##### Data to process #####

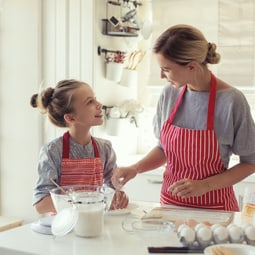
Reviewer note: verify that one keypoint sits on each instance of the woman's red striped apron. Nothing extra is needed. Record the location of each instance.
(80, 171)
(194, 154)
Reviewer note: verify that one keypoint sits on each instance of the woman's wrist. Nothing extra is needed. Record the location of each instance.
(136, 168)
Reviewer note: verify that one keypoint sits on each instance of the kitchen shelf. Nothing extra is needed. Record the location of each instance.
(110, 30)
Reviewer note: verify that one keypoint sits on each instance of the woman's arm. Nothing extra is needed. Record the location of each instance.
(154, 159)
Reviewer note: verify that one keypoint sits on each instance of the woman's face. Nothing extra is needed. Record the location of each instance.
(87, 111)
(174, 73)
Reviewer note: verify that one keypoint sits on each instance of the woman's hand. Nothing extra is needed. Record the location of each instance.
(188, 188)
(122, 175)
(119, 201)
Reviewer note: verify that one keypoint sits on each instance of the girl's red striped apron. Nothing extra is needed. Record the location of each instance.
(80, 171)
(194, 154)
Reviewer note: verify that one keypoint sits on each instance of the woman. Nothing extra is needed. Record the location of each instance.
(200, 121)
(77, 158)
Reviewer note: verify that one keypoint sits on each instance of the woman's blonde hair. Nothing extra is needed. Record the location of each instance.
(183, 44)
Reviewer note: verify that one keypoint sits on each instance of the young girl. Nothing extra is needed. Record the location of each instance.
(72, 105)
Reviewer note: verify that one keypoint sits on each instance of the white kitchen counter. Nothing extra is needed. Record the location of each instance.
(114, 241)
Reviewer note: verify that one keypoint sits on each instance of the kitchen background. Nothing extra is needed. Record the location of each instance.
(44, 41)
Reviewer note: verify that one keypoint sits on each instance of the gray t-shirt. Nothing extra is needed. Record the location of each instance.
(50, 160)
(233, 122)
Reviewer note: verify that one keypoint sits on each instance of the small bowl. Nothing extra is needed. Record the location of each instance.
(154, 232)
(238, 249)
(66, 196)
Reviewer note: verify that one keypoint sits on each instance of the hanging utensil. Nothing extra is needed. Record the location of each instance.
(138, 57)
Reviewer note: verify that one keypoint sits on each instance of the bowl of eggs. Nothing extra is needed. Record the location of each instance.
(206, 235)
(230, 249)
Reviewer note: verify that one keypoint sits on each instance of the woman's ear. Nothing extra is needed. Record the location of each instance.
(68, 118)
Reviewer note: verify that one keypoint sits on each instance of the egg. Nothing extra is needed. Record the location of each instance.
(187, 236)
(204, 236)
(182, 226)
(214, 226)
(198, 226)
(236, 234)
(220, 235)
(249, 233)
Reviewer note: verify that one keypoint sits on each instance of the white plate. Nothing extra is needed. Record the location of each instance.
(124, 211)
(238, 249)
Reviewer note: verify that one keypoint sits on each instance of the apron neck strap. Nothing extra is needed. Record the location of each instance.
(66, 146)
(211, 104)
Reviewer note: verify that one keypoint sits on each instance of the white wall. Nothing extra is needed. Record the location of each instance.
(41, 41)
(20, 127)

#####

— Instructions to follow —
Print every entry above again without changing a word, and omit the pictures.

— Worked solution —
Reviewer note: verify that one keypoint sits on each instance of the woman's red striped apron. Nothing extra is needed. Record the location of each instance.
(80, 171)
(194, 154)
Reviewer note: verify that one keypoint sits on each instance of the woman's wrist. Nothing extra is needed. Record the location of each instance.
(136, 168)
Reviewer note: verify that one keypoint sits on each instance of the kitchen shelf. Nothing extra is needed. Record the location of each instance.
(110, 30)
Reviewer note: verify that one keypoint sits on each instance of the woman's arm. Nothing extra is needed. Record the location of each instance.
(154, 159)
Reviewer note: verify that one keypoint sits on each instance of the woman's face. Nothing extra is needed. Record the location of each instance.
(87, 111)
(174, 73)
Reviewer note: verify that one keypoint sits on each instance of the woman's hand. Nothing extra is needed. Record the location of each instance.
(188, 188)
(122, 175)
(119, 201)
Reviewer note: verify that one keypoint sits on each instance of the girl's red striped apron. Nothing extra is needed. Record the location of each instance.
(80, 171)
(194, 154)
Reviewer note: verify that one keypoint sits on each instance of the woman. Nothing extra is needed. Record the location of each instance.
(200, 121)
(77, 158)
Reviewer note: verify that one keypoint sits on each instance of the woman's blonde hair. Nothing extra is needed. Record the location of each instance.
(183, 44)
Reviewer note: verify that one keypoint sits on each instance of the young girl. Nothing extra is needed. Record the location of each instance.
(72, 105)
Reviewer note: verify that one keypoint sits on each instance of the white kitchen counter. Nothing extra is needed. Record the location of each instance.
(114, 241)
Reviewer note: verify that one keypoint sits on each instance of the kitchen background. Nothing extra is needed. Record the location of each instance.
(44, 41)
Reviewer note: verify that one keypoint sits on each instance of the gray t-shirt. Nothing extra is needed. Record the location of each instance.
(50, 160)
(233, 122)
Reviewer note: verify that one keypoint sits on each instance of the small bowl. Nothing extra is needed. Record the location of each instance.
(154, 232)
(238, 249)
(66, 196)
Reviewer note: verify that one keypoint sits on each instance of the hanging utensil. Nothing extra is needed. Record the location of each instance.
(138, 57)
Reviewer note: verify that one keypoint sits on each instance of the bowl of eggs. Nothing extra is needed. Record the location of each instance.
(206, 235)
(230, 249)
Reviewer note: verify that one keypoint sits on each instance of the woman's ear. Nothing extra is needed. Record the location of each instance.
(68, 118)
Reviewer note: verify that one keypoint sits on each instance of the egg. Nothing extra is needed. Record the location of each instance.
(187, 236)
(204, 236)
(182, 226)
(214, 226)
(198, 226)
(236, 234)
(220, 235)
(249, 233)
Reviewer note: verify that one keypoint sits on each instance of the white plate. Nothing extra is needed. Record the location of each instance.
(124, 211)
(238, 249)
Reviewer note: verify that one keypoint sits on each instance of the apron neck strap. Nothing extra is needed. Record the location of each instance.
(66, 146)
(211, 104)
Reviewer note: verify that one keypoint sits on each instance of the white wall. Nothing extra is needed. Record the location of each instance.
(41, 41)
(20, 127)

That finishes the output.